| WHAT IS NEEDED |
From the line with "positive clicks: (874, 408)" down to the final line of the material below, quote every line exactly and leave out all lines before it.

| SOURCE RECORDS |
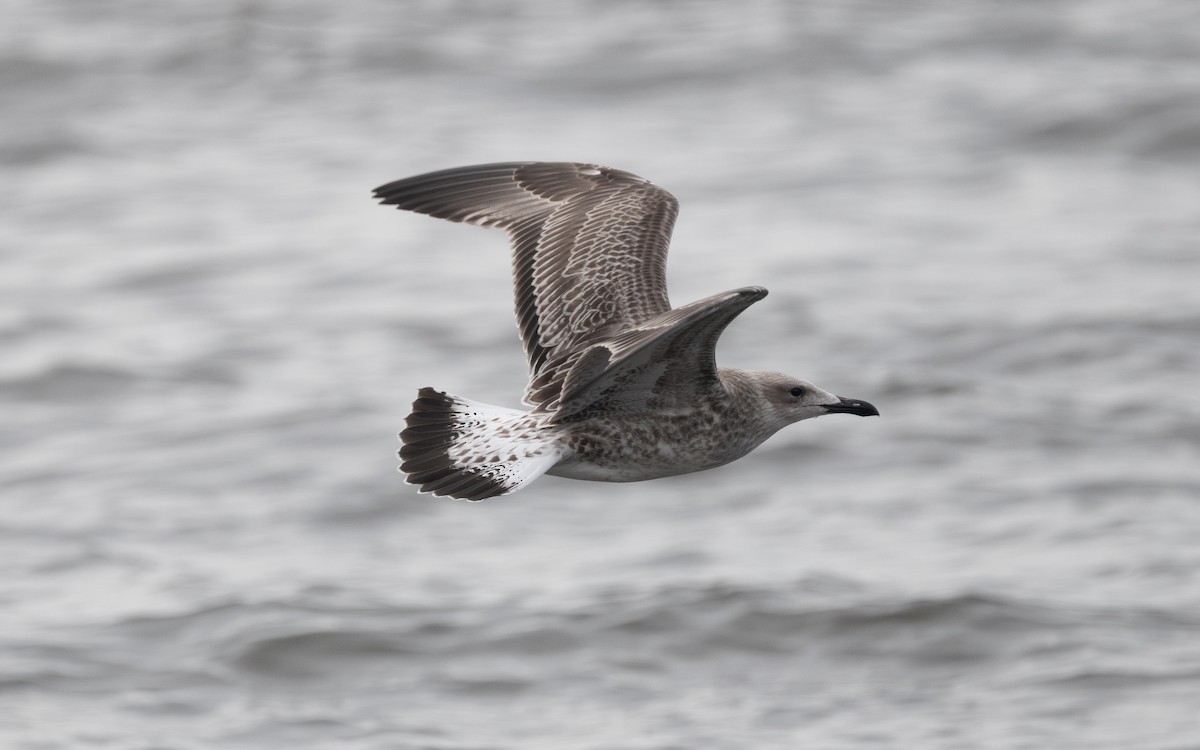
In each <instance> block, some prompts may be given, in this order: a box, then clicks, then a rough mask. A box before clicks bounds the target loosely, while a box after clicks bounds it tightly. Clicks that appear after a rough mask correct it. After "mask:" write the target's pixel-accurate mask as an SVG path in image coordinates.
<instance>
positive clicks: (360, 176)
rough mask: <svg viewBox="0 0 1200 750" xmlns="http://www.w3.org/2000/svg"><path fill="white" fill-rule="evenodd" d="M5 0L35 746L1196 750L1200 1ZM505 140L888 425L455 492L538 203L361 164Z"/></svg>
mask: <svg viewBox="0 0 1200 750" xmlns="http://www.w3.org/2000/svg"><path fill="white" fill-rule="evenodd" d="M0 8H2V16H4V19H2V23H0V102H2V104H0V106H2V113H4V118H2V120H4V124H2V126H0V170H2V173H0V180H2V186H4V196H5V199H4V209H2V215H4V220H2V222H0V258H2V268H0V353H2V354H0V414H2V419H0V448H2V454H0V456H2V457H0V493H2V494H0V503H2V506H0V510H2V512H0V568H2V570H4V574H2V576H0V612H2V617H0V746H2V748H6V749H8V748H11V749H14V750H56V749H74V748H114V749H118V748H119V749H143V750H150V749H155V750H175V749H209V748H247V749H275V748H306V749H307V748H318V749H325V748H335V749H355V750H358V749H380V750H383V749H389V750H391V749H428V750H434V749H437V750H450V749H458V750H467V749H470V750H484V749H496V750H499V749H553V750H559V749H568V750H570V749H594V750H601V749H604V750H610V749H620V750H668V749H692V748H706V749H707V748H715V749H725V748H728V749H744V748H754V749H793V748H814V749H827V748H832V749H857V748H905V749H907V748H946V749H961V748H983V749H1015V748H1030V749H1044V748H1088V749H1094V748H1103V749H1122V750H1123V749H1152V750H1184V749H1195V748H1200V544H1198V538H1200V386H1198V384H1200V250H1198V246H1196V238H1198V236H1200V11H1198V10H1196V7H1195V6H1194V4H1188V2H1172V1H1169V0H1160V1H1156V0H1146V1H1138V2H1129V1H1127V0H1086V1H1085V0H1076V1H1069V0H1055V1H1049V2H1036V4H1032V2H1031V4H998V2H982V1H976V2H905V4H900V2H840V1H839V2H833V1H832V0H824V1H817V2H785V1H782V0H780V1H778V2H755V1H750V2H740V4H731V2H698V1H697V2H631V1H624V0H618V1H612V0H602V1H601V0H593V1H589V2H582V1H581V2H559V1H551V0H530V1H524V2H515V1H499V2H486V4H484V2H478V4H469V2H434V1H432V0H430V1H428V2H404V4H396V2H385V1H382V0H348V1H341V2H318V1H316V0H292V1H288V2H282V1H281V2H268V1H260V2H252V1H248V0H247V1H244V2H236V1H234V0H223V1H214V2H192V4H164V2H158V1H151V0H143V1H140V2H134V1H130V2H106V4H97V2H92V1H89V0H7V1H5V2H2V5H0ZM512 158H518V160H527V158H532V160H538V158H550V160H577V161H598V162H601V163H610V164H612V166H616V167H619V168H623V169H628V170H631V172H635V173H637V174H641V175H644V176H647V178H649V179H652V180H654V181H655V182H658V184H660V185H662V186H665V187H667V188H668V190H671V191H673V192H674V193H676V194H677V196H678V197H679V199H680V203H682V206H683V209H682V215H680V220H679V223H678V227H677V232H676V240H674V245H673V247H674V250H673V253H672V263H671V266H670V278H671V290H672V299H673V301H674V302H676V304H684V302H688V301H691V300H694V299H697V298H700V296H703V295H707V294H712V293H715V292H720V290H724V289H728V288H733V287H738V286H745V284H756V283H757V284H764V286H767V287H768V288H769V289H770V292H772V294H770V296H769V298H767V299H766V300H764V301H763V302H761V304H758V305H756V306H755V307H754V308H752V310H750V311H748V313H746V314H745V316H743V317H742V318H740V319H739V320H737V322H736V323H734V324H733V326H731V329H730V330H728V332H727V334H726V336H725V338H724V340H722V343H721V348H720V352H719V355H720V358H721V362H722V364H725V365H730V366H739V367H746V368H769V370H782V371H787V372H792V373H794V374H797V376H802V377H805V378H809V379H811V380H814V382H816V383H820V384H822V385H823V386H826V388H828V389H830V390H834V391H836V392H840V394H845V395H850V396H856V397H859V398H865V400H869V401H871V402H874V403H876V404H877V406H878V407H880V409H881V410H882V413H883V416H882V418H881V419H871V420H863V419H850V418H838V416H830V418H826V419H821V420H816V421H810V422H803V424H800V425H796V426H793V427H791V428H788V430H785V431H784V432H781V433H780V434H778V436H776V437H775V438H773V439H772V440H770V442H768V443H767V444H766V445H764V446H763V448H762V449H760V450H758V451H757V452H755V454H754V455H751V456H750V457H748V458H745V460H742V461H739V462H737V463H734V464H731V466H728V467H724V468H721V469H716V470H713V472H707V473H702V474H695V475H689V476H680V478H674V479H667V480H660V481H655V482H644V484H631V485H604V484H592V482H576V481H570V480H562V479H554V478H545V479H541V480H539V481H538V482H535V484H534V485H533V486H532V487H529V488H528V490H526V491H523V492H522V493H520V494H517V496H512V497H508V498H498V499H493V500H488V502H485V503H479V504H467V503H455V502H449V500H438V499H432V498H428V497H425V496H419V494H416V493H415V492H414V491H413V490H412V488H410V487H408V486H406V485H404V484H403V481H402V478H401V476H400V475H398V474H397V473H396V470H395V464H396V458H395V456H394V451H395V449H396V448H397V443H396V438H395V432H396V431H397V430H398V428H400V427H401V426H402V424H403V418H404V415H406V414H407V412H408V406H409V402H410V401H412V398H413V396H414V392H415V390H416V389H418V388H419V386H422V385H434V386H438V388H440V389H445V390H450V391H452V392H457V394H463V395H467V396H469V397H473V398H478V400H481V401H488V402H492V403H499V404H508V406H517V402H518V398H520V394H521V391H522V388H523V380H524V372H523V356H522V354H521V350H520V344H518V342H517V340H516V335H515V331H514V325H512V322H511V317H510V296H509V294H510V292H509V286H508V256H506V252H505V241H504V236H503V235H502V234H499V233H493V232H486V230H481V229H476V228H470V227H462V226H456V224H450V223H446V222H438V221H433V220H430V218H425V217H419V216H413V215H407V214H400V212H396V211H394V210H391V209H386V208H382V206H378V205H376V204H374V203H373V202H372V200H371V198H370V190H371V188H372V187H374V186H377V185H379V184H383V182H386V181H390V180H392V179H397V178H401V176H407V175H410V174H416V173H419V172H424V170H428V169H437V168H444V167H452V166H460V164H468V163H475V162H488V161H502V160H512Z"/></svg>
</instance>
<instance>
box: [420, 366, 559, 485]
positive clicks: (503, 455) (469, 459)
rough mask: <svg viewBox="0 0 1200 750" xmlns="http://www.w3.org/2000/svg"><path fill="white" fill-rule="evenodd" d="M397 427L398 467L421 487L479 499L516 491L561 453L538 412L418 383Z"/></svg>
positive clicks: (538, 473)
mask: <svg viewBox="0 0 1200 750" xmlns="http://www.w3.org/2000/svg"><path fill="white" fill-rule="evenodd" d="M406 424H407V427H406V428H404V431H403V432H401V433H400V439H401V442H402V443H403V446H402V448H401V449H400V458H401V461H402V462H403V463H401V467H400V470H401V472H403V473H404V474H406V475H407V481H408V484H410V485H418V486H419V487H420V490H421V492H432V493H433V494H436V496H449V497H455V498H460V499H466V500H482V499H484V498H490V497H496V496H498V494H509V493H512V492H516V491H517V490H520V488H521V487H523V486H524V485H527V484H529V482H530V481H533V480H534V479H538V478H539V476H541V475H542V474H545V473H546V472H547V470H548V469H550V468H551V467H552V466H554V464H556V463H558V460H559V458H562V456H563V451H562V449H560V448H559V445H558V443H557V442H556V440H554V439H553V438H552V437H550V438H547V436H546V433H545V430H544V428H541V427H540V426H539V424H538V421H536V418H533V416H530V415H529V414H526V413H524V412H517V410H515V409H505V408H503V407H494V406H491V404H486V403H479V402H476V401H468V400H466V398H460V397H458V396H451V395H449V394H445V392H443V391H437V390H434V389H432V388H422V389H421V390H420V391H419V392H418V396H416V401H414V402H413V413H412V414H409V415H408V419H407V420H406Z"/></svg>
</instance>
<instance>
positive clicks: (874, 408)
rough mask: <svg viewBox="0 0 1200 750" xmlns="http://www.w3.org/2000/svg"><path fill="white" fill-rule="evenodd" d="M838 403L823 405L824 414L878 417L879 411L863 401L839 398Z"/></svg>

| SOLUTION |
positive clicks: (874, 408)
rough mask: <svg viewBox="0 0 1200 750" xmlns="http://www.w3.org/2000/svg"><path fill="white" fill-rule="evenodd" d="M838 403L823 405L824 414L878 417L879 411L863 401L839 398Z"/></svg>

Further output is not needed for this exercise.